◆ PROBLEM TO SOLVE
Word for word, restate every entry shown below.

(Dataset entries)
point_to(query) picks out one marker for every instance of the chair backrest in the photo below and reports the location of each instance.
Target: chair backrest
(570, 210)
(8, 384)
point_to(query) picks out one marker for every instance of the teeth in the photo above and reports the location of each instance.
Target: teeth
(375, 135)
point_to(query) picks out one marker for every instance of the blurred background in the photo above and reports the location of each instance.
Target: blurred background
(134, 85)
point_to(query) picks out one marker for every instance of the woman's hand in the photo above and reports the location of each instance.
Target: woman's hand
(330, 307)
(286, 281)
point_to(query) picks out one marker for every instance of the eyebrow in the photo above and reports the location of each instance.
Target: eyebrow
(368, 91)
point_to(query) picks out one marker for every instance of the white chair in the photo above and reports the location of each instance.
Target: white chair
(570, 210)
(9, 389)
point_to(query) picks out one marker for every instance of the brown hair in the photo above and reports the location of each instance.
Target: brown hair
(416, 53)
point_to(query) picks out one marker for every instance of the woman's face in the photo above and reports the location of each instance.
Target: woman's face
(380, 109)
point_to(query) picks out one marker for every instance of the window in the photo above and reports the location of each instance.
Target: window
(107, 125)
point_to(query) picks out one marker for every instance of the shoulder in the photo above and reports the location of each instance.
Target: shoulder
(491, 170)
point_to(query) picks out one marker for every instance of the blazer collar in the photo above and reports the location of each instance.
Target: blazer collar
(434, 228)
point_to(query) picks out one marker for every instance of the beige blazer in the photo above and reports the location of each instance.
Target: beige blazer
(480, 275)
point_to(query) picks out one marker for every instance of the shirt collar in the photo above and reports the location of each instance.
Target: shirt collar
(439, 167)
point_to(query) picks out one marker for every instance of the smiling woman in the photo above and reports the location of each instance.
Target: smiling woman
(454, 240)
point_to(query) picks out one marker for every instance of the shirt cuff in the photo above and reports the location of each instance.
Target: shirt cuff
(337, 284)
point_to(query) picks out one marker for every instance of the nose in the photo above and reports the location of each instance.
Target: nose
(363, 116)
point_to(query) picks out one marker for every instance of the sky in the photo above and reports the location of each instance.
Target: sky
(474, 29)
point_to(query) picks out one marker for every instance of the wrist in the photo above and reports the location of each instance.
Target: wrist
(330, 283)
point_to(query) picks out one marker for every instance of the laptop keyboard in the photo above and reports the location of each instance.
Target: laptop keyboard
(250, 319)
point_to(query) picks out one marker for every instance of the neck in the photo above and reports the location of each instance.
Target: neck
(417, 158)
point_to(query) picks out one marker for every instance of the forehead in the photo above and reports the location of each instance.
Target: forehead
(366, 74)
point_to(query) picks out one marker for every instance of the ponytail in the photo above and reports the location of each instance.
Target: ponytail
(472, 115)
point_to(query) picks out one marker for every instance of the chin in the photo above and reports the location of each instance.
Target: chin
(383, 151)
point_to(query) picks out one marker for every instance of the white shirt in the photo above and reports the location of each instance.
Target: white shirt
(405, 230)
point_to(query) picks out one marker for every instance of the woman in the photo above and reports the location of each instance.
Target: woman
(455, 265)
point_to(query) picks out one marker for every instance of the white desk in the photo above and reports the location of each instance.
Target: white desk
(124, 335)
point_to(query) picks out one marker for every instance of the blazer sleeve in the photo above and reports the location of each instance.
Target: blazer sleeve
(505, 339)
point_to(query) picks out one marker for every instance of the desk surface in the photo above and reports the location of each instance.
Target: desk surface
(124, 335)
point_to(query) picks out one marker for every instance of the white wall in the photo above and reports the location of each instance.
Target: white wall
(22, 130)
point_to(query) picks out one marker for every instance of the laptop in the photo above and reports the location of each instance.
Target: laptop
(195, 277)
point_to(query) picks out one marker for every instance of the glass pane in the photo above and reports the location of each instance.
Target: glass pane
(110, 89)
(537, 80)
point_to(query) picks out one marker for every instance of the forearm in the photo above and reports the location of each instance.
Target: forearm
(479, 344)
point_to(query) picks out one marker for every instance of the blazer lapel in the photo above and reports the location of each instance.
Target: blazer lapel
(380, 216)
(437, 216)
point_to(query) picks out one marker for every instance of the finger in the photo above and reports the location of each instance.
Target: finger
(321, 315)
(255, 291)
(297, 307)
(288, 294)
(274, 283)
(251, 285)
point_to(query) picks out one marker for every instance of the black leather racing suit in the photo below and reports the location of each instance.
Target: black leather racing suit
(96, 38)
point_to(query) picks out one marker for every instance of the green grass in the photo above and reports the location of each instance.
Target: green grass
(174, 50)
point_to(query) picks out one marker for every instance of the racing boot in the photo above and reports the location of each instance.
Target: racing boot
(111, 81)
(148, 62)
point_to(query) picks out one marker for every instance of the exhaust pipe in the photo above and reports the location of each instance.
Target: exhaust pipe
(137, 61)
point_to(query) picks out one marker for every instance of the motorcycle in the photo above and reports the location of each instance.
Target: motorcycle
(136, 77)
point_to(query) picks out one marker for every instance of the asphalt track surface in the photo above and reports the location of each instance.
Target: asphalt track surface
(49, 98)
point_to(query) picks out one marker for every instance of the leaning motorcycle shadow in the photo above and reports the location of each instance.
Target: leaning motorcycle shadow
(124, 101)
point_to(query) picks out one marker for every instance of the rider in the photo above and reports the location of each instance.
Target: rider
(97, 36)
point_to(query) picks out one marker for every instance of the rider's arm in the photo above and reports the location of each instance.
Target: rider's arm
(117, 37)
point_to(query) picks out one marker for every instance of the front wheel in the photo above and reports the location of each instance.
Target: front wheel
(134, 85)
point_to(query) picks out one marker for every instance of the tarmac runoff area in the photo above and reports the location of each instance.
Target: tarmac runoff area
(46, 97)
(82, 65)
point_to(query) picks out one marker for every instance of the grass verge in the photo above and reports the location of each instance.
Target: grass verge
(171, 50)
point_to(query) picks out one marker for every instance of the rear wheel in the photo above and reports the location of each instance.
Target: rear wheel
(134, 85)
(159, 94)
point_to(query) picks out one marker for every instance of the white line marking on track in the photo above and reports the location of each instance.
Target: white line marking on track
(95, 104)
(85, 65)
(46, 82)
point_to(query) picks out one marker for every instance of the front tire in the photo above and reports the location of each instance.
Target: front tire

◆ RESPONSE AREA
point_to(query) picks out one marker for every instance of the chair backrest in the photo below and reports the location of each instance.
Target: chair backrest
(570, 210)
(8, 384)
point_to(query) picks out one marker for every instance of the teeth in the photo above and reports the location of each instance.
Target: teeth
(375, 135)
point_to(query) picks out one marker for every instance of the blurred background in the photo above and reports the location of each instance.
Target: blurred background
(134, 85)
point_to(query) picks out one marker for every instance of the woman's hand in the photo above and reports the location of each instance.
Target: woman's hand
(330, 307)
(286, 281)
point_to(query) picks out one marker for every instance of the eyebrow in the photo above and reports the location of each instance.
Target: eyebrow
(368, 91)
point_to(query) picks out one marker for every instance of the white chair in the photo above and reports the location of each instance.
Target: white chair
(570, 210)
(9, 389)
point_to(query) picks out one marker for every instance of the brown hair in the photo above and reports the location of each instance.
Target: brown hair
(416, 53)
point_to(query) picks out one marker for every instance of the woman's face in the photo above and reports the location of each instance.
Target: woman's face
(380, 109)
point_to(query) picks out one marker for every instance of the window in the photo above and reports the location of each instance.
Target: window
(107, 125)
point_to(query) picks out one marker for every instance of the shoulder in the photo above and reports the location of each instance.
Target: shoulder
(491, 170)
point_to(query) picks out one marker for every instance of the blazer collar in the photo above and reports the location of each instance.
Target: blazer collar
(434, 228)
point_to(query) picks out one marker for every instance of the beige blazer in the photo above and reports the location of each instance.
Target: beige blazer
(480, 275)
point_to(query) picks out one marker for every instance of the shirt collar in the photo above and reports the location of each instance.
Target: shirt collar
(439, 167)
point_to(query) picks out one marker for every instance of the smiling woman in the photo above and reports the location of each instance.
Target: smiling woman
(454, 240)
point_to(query) picks out one marker for every instance of the shirt cuff in the photo above and reports the location of each instance.
Target: shirt cuff
(337, 284)
point_to(query) picks out one marker for every instance of the nose in the photo above and reports the location of each instance.
Target: nose
(363, 116)
point_to(query) picks out one marker for every instance of the sky in the photo above and reports the location of each instance.
Target: sky
(474, 29)
point_to(query) picks out one marker for every instance of the wrist in the photo above and reports the location of each instance.
Target: wrist
(330, 283)
point_to(query) picks out one marker for every instance of the laptop keyboard in the photo above and reports the location of each instance.
Target: laptop keyboard
(250, 319)
point_to(query) picks out one marker for every instance of the neck in the photo above and reports the location of each instance.
Target: neck
(417, 158)
point_to(query) picks out one marker for every instance of the forehead in the photo above and reports the location of each instance.
Target: forehead
(366, 74)
point_to(query) picks out one marker for every instance of the ponytail in the photo above and reports the location of each instance.
Target: ponytail
(472, 115)
point_to(query) picks out one marker for every instance of the chin in the photo above and reports the location of each instance.
Target: chin
(383, 151)
point_to(query) picks out one marker for every instance of the white shirt in the photo above and reports the location of each instance.
Target: white shirt
(405, 230)
point_to(query) picks out one marker for every instance of the woman in the photo above and reports the location of each instance.
Target: woman
(455, 265)
point_to(query) picks out one marker for every instance of the white desk in the photo above and reports the location of each instance.
Target: white desk
(124, 335)
point_to(query) picks out one marker for every instance of the blazer sleeve in the photo above and reports the location of each instance.
Target: blazer sleeve
(505, 339)
point_to(query) picks out one marker for every instance of the desk surface in the photo above and reports the location of each instance.
Target: desk surface
(124, 335)
point_to(query) picks out one marker for every instance of the white wall in the photo above and reports the location of each instance.
Target: white wall
(22, 130)
point_to(query) picks out one marker for every instance of the laptop in the photo above and reports the location of each instance.
Target: laptop
(195, 277)
point_to(query) picks out one marker for every instance of the glass pane in the photo above and reports the location of each instance.
Target: glass pane
(110, 89)
(537, 80)
point_to(query) picks out one marker for every instance of the forearm in the photo above and reports the location of each instance.
Target: forearm
(479, 344)
point_to(query) picks out one marker for every instance of the blazer lapel in the photo above and reports the location of each instance.
Target: blazer lapel
(380, 216)
(437, 216)
point_to(query) picks out one marker for every instance of the finger in the photo above and reports the location of each instance.
Target: finger
(321, 315)
(255, 291)
(297, 307)
(288, 294)
(274, 283)
(251, 285)
point_to(query) picks out one marker for every instance of the black leather racing suit in the photo below and reports the location of each instance.
Target: black leather racing suit
(96, 38)
point_to(query) picks out one marker for every instance of the green grass in the photo above and reports the location of each instance.
Target: green grass
(174, 50)
point_to(query) picks out one marker for every instance of the racing boot in the photo above and reports the location of each instance.
Target: racing boot
(111, 81)
(148, 62)
point_to(query) picks out one marker for every instance of the exhaust pipe in the photo above and reports the location of each instance.
Target: exhaust pipe
(137, 61)
point_to(query) picks out one marker for every instance of the motorcycle in the photo above and reports the location of each instance.
Target: motorcycle
(136, 77)
point_to(query) picks out one marker for every instance of the asphalt track surface in the photo above and reports the location of each instance.
Target: asphalt track surface
(49, 98)
point_to(query) picks out one marker for every instance of the leaning motorcycle shadow in the photo above and reports the location of each instance.
Target: leaning motorcycle shadow
(124, 101)
point_to(query) picks out one marker for every instance of the rider in the photo above and reports the location of each instance.
Target: rider
(97, 36)
point_to(query) picks out one marker for every instance of the rider's arm in the photo above and reports the location of each instance.
Target: rider's arm
(117, 37)
point_to(query) picks out one marker for every instance of the front wheel in the photo above and reports the location of each instance.
Target: front wheel
(134, 85)
point_to(query) picks out one marker for every instance of the tarmac runoff area in the photo above and reports the location of each instance.
Target: tarmac runoff area
(46, 97)
(82, 65)
point_to(query) picks out one marker for every instance of the grass verge in the photo above and reports the location of each instance.
Target: grass verge
(171, 50)
point_to(query) picks out one marker for every instance of the rear wheel in the photo above and reports the location of each instance.
Target: rear wheel
(134, 85)
(159, 94)
point_to(query) picks out one marker for every instance of the white line marking on track in the photo above and reports the location of each instance.
Target: white line marking on track
(95, 104)
(85, 65)
(46, 82)
point_to(query) picks out one marker for every instance of the front tire in the photo above and reports the location of each instance.
Target: front tire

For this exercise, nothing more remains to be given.